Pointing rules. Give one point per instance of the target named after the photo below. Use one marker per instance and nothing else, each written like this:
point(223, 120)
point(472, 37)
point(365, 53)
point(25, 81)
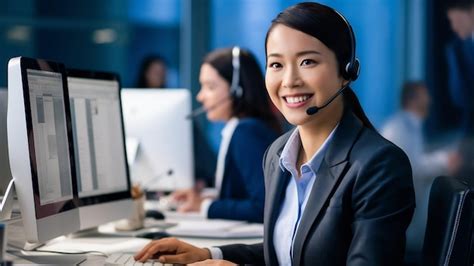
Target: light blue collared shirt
point(297, 194)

▶ **Task goal**
Only the lines from the one with "point(472, 37)" through the end of the data, both ends included, should be written out exactly, and no pictures should appear.

▶ **Answer below**
point(472, 37)
point(365, 53)
point(25, 81)
Target: light blue collared shirt
point(297, 194)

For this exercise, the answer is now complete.